Document extract
__________________________________________________
Setup Gathr through AWS Marketplace - Automated Deployment
Introduction
Gathr product can be obtained and easily installed through AWS Marketplace. This topic guides you through the process of subscribing and installing Gathr on AWS using Marketplace.
Prerequisites
These prerequisites are for deploying Gathr from AWS Marketplace in a VPC.
Item | Definition |
---|---|
VPC and Subnet ID | Gathr will require a VPC and a Private Subnet (and optional Public Subnet) to launch Gathr Webstudio on an EC2 instance. Appropriate security group needs to be setup to ensure communication between Gathr Webstudio and Databricks cluster nodes. Note: In case of Private subnet NAT gateway will be required. To know about how to create a new VPC and Subnets you can follow the AWS link given below: VPC with public and private subnets (NAT) |
S3 Bucket | A pre-existing S3 bucket should be there in the Gathr deployment region. Gathr will use it for metadata storage and retrieval. |
Existing SSH Access Key Pair (Optional) | This will only be required in case you need to access Gathr Webstudio using SSH client. |
Make sure that the key-pair tag 'for-use-with-amazon-emr-managed-policies=true' is attached to the VPC, Subnets, and Security Groups.
This tag is required to launch EMR clusters with EMR V2 IAM Roles.
Additionally, if the following security groups exist in your VPC, add the same key-pair tag 'for-use-with-amazon-emr-managed-policies=true' in each security group.
- ElasticMapReduce-master
- ElasticMapReduce-Master-Private
- ElasticMapReduce-ServiceAccess
- ElasticMapReduce-slave
- ElasticMapReduce-Slave-Private
Subscribing to Gathr (Metered) - All-in-one data pipeline platform
Log in to AWS Marketplace Management Portal with root user credentials. If you do not have an AWS account, click Create a new AWS account and log in after creating the account.
In the AWS Marketplace, search for Gathr (Metered) - All-in-one data pipeline platform.
Click on the product Gathr (Metered) - All-in-one data pipeline platform. You will be redirected to the Product Overview Page. Once you have viewed the product details, click on Continue to Subscribe button.
You will be redirected to Subscribe to this software page, where details about License options and, Terms and Conditions are mentioned. Once you have reviewed the page, click on Continue to Configuration.
Next page has product details, with configuration options, such as Fulfillment Option, Software Version and Region. By default, all three options are selected, you can change them as per your requirements. Click on Continue to Launch.
On the Launch this software Page, you can review the configuration options, and launch the configuration of the stack. Select the option, Launch Cloud Formation and click on Launch.
The Create stack page opens. This page allows you to create a Gathr Stack. Make sure you do not make any changes to the Amazon S3 URL. Click on Next.
__________________________________________________
Extracted material
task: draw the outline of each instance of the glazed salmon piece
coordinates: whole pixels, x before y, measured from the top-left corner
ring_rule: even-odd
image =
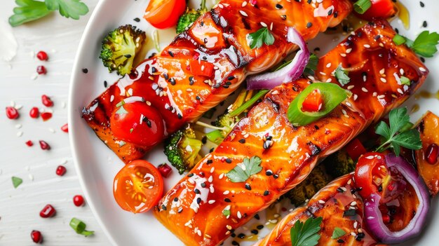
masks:
[[[351,82],[344,86],[353,96],[311,124],[295,128],[286,117],[290,102],[309,80],[284,83],[270,91],[165,195],[156,207],[156,217],[187,245],[217,245],[294,188],[319,160],[399,106],[424,82],[426,68],[410,50],[393,43],[394,35],[387,22],[370,23],[320,60],[318,78],[336,83],[330,74],[338,62],[352,67],[360,59],[367,62],[350,71]],[[330,62],[337,63],[328,65]],[[401,72],[412,81],[410,86],[398,83]],[[391,76],[383,76],[385,83],[377,79],[387,73]],[[226,177],[245,158],[252,156],[262,159],[260,172],[243,182],[231,182]]]
[[[276,6],[277,4],[277,6]],[[142,98],[160,112],[166,135],[196,121],[233,93],[245,76],[264,71],[297,48],[286,41],[288,27],[308,40],[339,24],[351,10],[349,0],[223,0],[179,34],[160,55],[144,60],[130,76],[109,87],[83,110],[87,123],[118,156],[128,163],[151,149],[113,135],[109,118],[116,104],[128,97]],[[266,25],[273,45],[251,49],[247,37]],[[197,76],[191,61],[211,74]]]

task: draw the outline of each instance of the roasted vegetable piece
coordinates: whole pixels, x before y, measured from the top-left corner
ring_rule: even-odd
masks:
[[[134,57],[146,39],[144,32],[130,25],[121,26],[110,32],[102,40],[100,58],[110,72],[119,75],[130,74]]]
[[[197,10],[189,8],[187,9],[186,13],[184,13],[182,16],[180,16],[180,19],[178,19],[176,29],[177,33],[180,34],[184,32],[187,27],[194,23],[196,19],[198,18],[198,17],[205,13],[207,11],[208,9],[205,8],[205,0],[201,1],[200,8]]]
[[[197,139],[190,125],[173,133],[165,141],[165,154],[178,173],[191,170],[201,159],[199,155],[203,143]]]
[[[325,167],[319,165],[311,172],[305,180],[288,191],[285,197],[289,198],[295,206],[298,207],[304,204],[306,199],[312,198],[331,180],[332,178],[326,172]]]
[[[327,156],[322,163],[327,173],[337,178],[355,170],[355,163],[344,149]]]

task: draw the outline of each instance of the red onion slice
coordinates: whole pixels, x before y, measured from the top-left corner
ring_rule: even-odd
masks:
[[[365,219],[366,226],[381,242],[386,244],[398,243],[419,235],[427,218],[430,210],[430,196],[424,179],[414,168],[402,157],[394,154],[386,156],[389,168],[394,167],[404,176],[412,185],[418,197],[419,204],[416,214],[405,228],[399,231],[391,231],[383,222],[382,214],[378,206],[381,196],[372,194],[365,199]]]
[[[300,48],[291,62],[278,71],[248,77],[247,90],[271,90],[283,83],[293,81],[302,75],[309,60],[310,53],[306,43],[293,27],[288,27],[287,41]]]

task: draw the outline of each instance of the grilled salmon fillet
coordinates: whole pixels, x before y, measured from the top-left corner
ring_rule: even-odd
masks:
[[[288,27],[308,40],[339,24],[352,8],[349,0],[320,1],[258,0],[252,5],[243,0],[221,1],[160,55],[144,60],[135,72],[91,102],[83,117],[123,161],[138,159],[154,144],[141,146],[114,136],[109,118],[118,103],[130,97],[147,101],[160,112],[166,137],[223,101],[248,74],[270,68],[295,50],[286,40]],[[264,26],[274,43],[251,49],[248,35]],[[194,74],[190,65],[194,60],[202,69],[212,68],[211,76]]]
[[[271,90],[165,195],[156,217],[187,245],[217,245],[294,188],[319,160],[400,105],[424,82],[426,68],[407,47],[395,45],[394,35],[387,22],[371,22],[320,59],[316,76],[327,82],[338,83],[331,74],[339,63],[352,68],[344,87],[353,95],[313,123],[295,128],[286,116],[290,102],[309,80]],[[398,82],[402,74],[410,86]],[[252,156],[262,159],[262,170],[245,182],[231,182],[225,175]]]

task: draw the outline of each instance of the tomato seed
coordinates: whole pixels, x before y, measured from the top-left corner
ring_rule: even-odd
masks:
[[[30,233],[30,238],[32,239],[32,241],[35,243],[41,243],[43,242],[43,235],[39,231],[32,231]]]
[[[43,118],[43,121],[48,121],[50,118],[52,118],[52,113],[43,112],[41,113],[41,118]]]
[[[67,171],[67,170],[63,165],[60,165],[56,168],[56,175],[58,176],[63,176]]]
[[[81,195],[76,195],[73,197],[73,203],[76,207],[81,207],[84,205],[84,198]]]
[[[36,58],[41,61],[46,61],[49,58],[47,53],[44,51],[39,51],[36,53]]]
[[[40,217],[41,218],[49,218],[55,216],[56,213],[56,210],[55,208],[50,204],[46,205],[40,211]]]
[[[49,150],[50,149],[50,146],[46,141],[39,140],[40,147],[43,150]]]
[[[69,124],[65,123],[64,125],[61,127],[61,130],[65,132],[69,132]]]
[[[15,120],[20,116],[18,110],[13,107],[6,107],[6,117],[11,120]]]
[[[53,102],[50,100],[50,97],[48,97],[46,95],[43,95],[41,96],[41,102],[43,102],[43,105],[46,107],[52,107],[53,106]]]
[[[438,162],[438,155],[439,155],[439,147],[436,144],[431,144],[427,147],[425,152],[425,158],[430,164],[435,164]]]
[[[44,66],[38,66],[36,67],[36,73],[38,74],[47,74],[47,70]]]
[[[31,116],[31,118],[38,118],[38,116],[40,116],[40,111],[36,107],[34,107],[33,108],[30,109],[29,115]]]

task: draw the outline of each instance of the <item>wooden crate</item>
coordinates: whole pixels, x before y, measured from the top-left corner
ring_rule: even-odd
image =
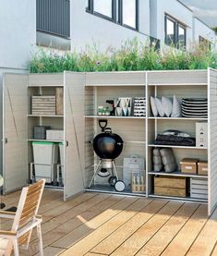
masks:
[[[143,171],[134,171],[131,174],[131,190],[133,193],[145,192],[145,177]]]
[[[56,115],[64,115],[64,89],[58,87],[55,89]]]
[[[187,178],[179,177],[154,177],[154,194],[161,196],[187,196]]]
[[[187,190],[184,189],[154,187],[154,194],[159,196],[186,197]]]
[[[55,96],[32,96],[32,115],[55,115]]]

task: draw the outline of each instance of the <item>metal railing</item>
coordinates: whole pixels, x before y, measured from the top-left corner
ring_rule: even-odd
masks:
[[[36,29],[70,37],[70,0],[36,0]]]

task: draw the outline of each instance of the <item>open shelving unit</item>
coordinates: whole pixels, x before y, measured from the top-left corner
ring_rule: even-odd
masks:
[[[127,77],[126,75],[127,74]],[[137,136],[138,133],[143,133],[143,140],[140,139],[142,150],[138,147],[139,144],[125,143],[125,150],[121,156],[116,159],[116,163],[120,166],[119,174],[122,175],[121,163],[124,157],[129,157],[132,154],[138,154],[139,157],[145,158],[146,167],[146,192],[141,193],[140,196],[173,199],[178,201],[200,201],[208,203],[209,213],[213,209],[213,205],[217,200],[214,200],[213,194],[216,194],[216,189],[213,184],[217,187],[217,171],[212,169],[212,166],[217,165],[211,161],[211,154],[217,152],[215,146],[214,151],[211,152],[211,138],[209,136],[208,147],[196,147],[196,146],[177,146],[177,145],[156,145],[153,143],[157,134],[166,129],[179,129],[189,133],[191,136],[196,136],[196,122],[207,121],[209,128],[213,126],[212,115],[211,111],[211,98],[212,102],[217,101],[215,95],[211,95],[211,91],[213,91],[212,87],[217,86],[216,70],[184,70],[184,71],[148,71],[148,72],[101,72],[101,73],[87,73],[86,85],[85,85],[85,138],[86,140],[91,140],[94,136],[101,132],[98,127],[99,119],[107,119],[109,127],[111,126],[114,132],[120,135],[125,141],[132,133]],[[142,88],[142,93],[138,91]],[[176,95],[179,100],[182,98],[189,97],[204,97],[208,98],[209,111],[208,118],[187,118],[187,117],[160,117],[152,116],[151,111],[150,97],[170,97]],[[97,116],[97,106],[103,104],[106,99],[115,99],[117,97],[127,96],[144,96],[146,97],[146,116]],[[143,121],[141,121],[143,120]],[[125,122],[131,127],[127,130]],[[133,132],[132,132],[133,131]],[[210,131],[209,131],[210,132]],[[217,135],[216,135],[217,136]],[[135,143],[136,144],[136,143]],[[86,144],[86,156],[87,168],[86,173],[90,177],[93,173],[94,166],[97,165],[97,157],[93,153],[91,144]],[[153,172],[151,153],[153,148],[172,148],[175,155],[177,164],[185,157],[199,158],[200,161],[208,161],[209,163],[209,175],[192,175],[184,174],[181,171],[173,173],[165,172]],[[91,155],[91,156],[90,156]],[[217,162],[217,161],[216,161]],[[94,165],[92,165],[94,163]],[[90,168],[90,166],[91,166]],[[180,165],[178,166],[180,169]],[[191,198],[187,195],[186,197],[175,196],[159,196],[154,194],[153,177],[186,177],[187,180],[191,177],[208,179],[209,196],[208,200]],[[214,177],[213,180],[211,177]],[[99,189],[100,186],[100,189]],[[103,186],[97,184],[96,186],[87,190],[103,192],[114,192],[106,184]],[[216,194],[217,196],[217,194]],[[215,201],[215,202],[214,202]]]
[[[31,115],[30,95],[37,91],[54,91],[64,89],[64,115]],[[3,165],[5,188],[8,192],[23,187],[29,181],[29,164],[32,152],[30,143],[32,128],[37,124],[50,125],[64,129],[64,140],[54,142],[64,144],[65,199],[78,192],[115,192],[106,179],[97,177],[95,188],[88,188],[94,168],[99,163],[92,148],[92,140],[100,133],[99,119],[107,119],[108,127],[125,141],[124,150],[115,159],[118,175],[122,177],[123,160],[136,154],[145,159],[144,174],[146,191],[140,196],[202,201],[211,213],[217,203],[217,70],[173,70],[92,72],[62,74],[6,74],[4,78],[4,127]],[[50,92],[49,92],[50,93]],[[151,115],[150,97],[175,94],[184,97],[208,98],[208,118],[154,117]],[[146,116],[98,116],[98,105],[106,100],[118,97],[145,97]],[[159,132],[180,129],[195,136],[198,121],[208,122],[208,146],[184,147],[155,145]],[[179,171],[166,174],[152,170],[152,150],[155,147],[172,148],[176,162],[185,157],[208,161],[208,177],[182,174]],[[180,169],[180,167],[178,168]],[[208,179],[208,200],[190,197],[168,197],[154,194],[153,177],[156,176]],[[123,194],[135,194],[124,191]]]

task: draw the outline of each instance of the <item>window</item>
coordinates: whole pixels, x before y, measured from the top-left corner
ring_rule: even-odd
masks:
[[[211,43],[202,36],[199,36],[199,43],[200,47],[211,49]]]
[[[94,0],[94,12],[100,13],[109,18],[113,18],[113,1],[112,0]]]
[[[138,0],[119,0],[119,23],[138,30]]]
[[[102,18],[115,20],[115,0],[86,0],[86,10]]]
[[[36,29],[64,38],[70,37],[70,1],[37,0]]]
[[[139,0],[86,0],[86,11],[129,29],[139,30]]]
[[[186,27],[178,20],[165,15],[165,43],[178,49],[186,46]]]
[[[186,46],[186,28],[178,25],[178,48],[182,49]]]
[[[166,18],[166,44],[175,44],[175,21]]]
[[[137,1],[123,0],[123,24],[137,28]]]

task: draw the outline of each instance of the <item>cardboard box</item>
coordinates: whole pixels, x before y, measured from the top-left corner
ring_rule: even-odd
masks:
[[[187,178],[183,177],[154,177],[154,194],[160,196],[187,196]]]
[[[208,176],[208,163],[207,162],[199,162],[198,163],[198,174]]]
[[[196,147],[208,146],[208,123],[196,123]]]
[[[201,200],[208,199],[208,179],[190,178],[190,197]]]
[[[181,172],[184,174],[197,174],[199,159],[184,158],[180,162]]]
[[[48,129],[48,130],[46,130],[46,140],[64,140],[64,130],[63,129]]]

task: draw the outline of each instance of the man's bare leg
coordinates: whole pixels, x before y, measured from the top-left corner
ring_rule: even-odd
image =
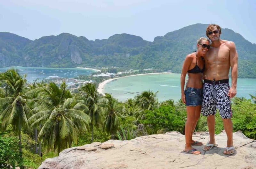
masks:
[[[210,136],[209,144],[215,144],[215,116],[210,115],[207,116],[207,124],[209,130],[209,134]],[[208,150],[211,147],[208,146],[204,147],[204,149]]]
[[[222,119],[224,129],[227,134],[228,140],[227,142],[227,146],[228,147],[233,147],[233,123],[231,119]],[[229,154],[233,152],[233,150],[227,151],[225,149],[224,154]]]

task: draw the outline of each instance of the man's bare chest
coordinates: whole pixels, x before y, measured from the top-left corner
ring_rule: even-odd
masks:
[[[207,63],[229,62],[229,50],[228,48],[223,47],[211,49],[208,51],[205,58]]]

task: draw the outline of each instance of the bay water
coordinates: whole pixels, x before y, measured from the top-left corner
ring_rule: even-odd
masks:
[[[41,81],[49,76],[57,76],[60,77],[73,78],[79,75],[89,75],[95,70],[78,68],[52,68],[28,67],[15,66],[0,68],[0,72],[4,72],[10,69],[18,69],[21,75],[27,74],[27,81],[32,82],[36,79]]]
[[[158,101],[172,99],[175,101],[181,97],[180,74],[177,73],[143,75],[121,77],[106,84],[104,93],[112,93],[120,101],[133,98],[142,92],[158,91]],[[231,84],[231,79],[229,79]],[[255,95],[256,79],[238,78],[236,96],[250,99],[249,94]]]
__________________________________________________
Instructions to follow
Return the passage of the Gathr setup guide between "Additionally, if the" and "to Subscribe button.", inclusive, copied word for word. The entries were taken from a separate source and have no connection to the Gathr setup guide.

Output for this exercise
Additionally, if the following security groups exist in your VPC, add the same key-pair tag 'for-use-with-amazon-emr-managed-policies=true' in each security group.
- ElasticMapReduce-master
- ElasticMapReduce-Master-Private
- ElasticMapReduce-ServiceAccess
- ElasticMapReduce-slave
- ElasticMapReduce-Slave-Private
Subscribing to Gathr (Metered) - All-in-one data pipeline platform
Log in to AWS Marketplace Management Portal with root user credentials. If you do not have an AWS account, click Create a new AWS account and log in after creating the account.
In the AWS Marketplace, search for Gathr (Metered) - All-in-one data pipeline platform.
Click on the product Gathr (Metered) - All-in-one data pipeline platform. You will be redirected to the Product Overview Page. Once you have viewed the product details, click on Continue to Subscribe button.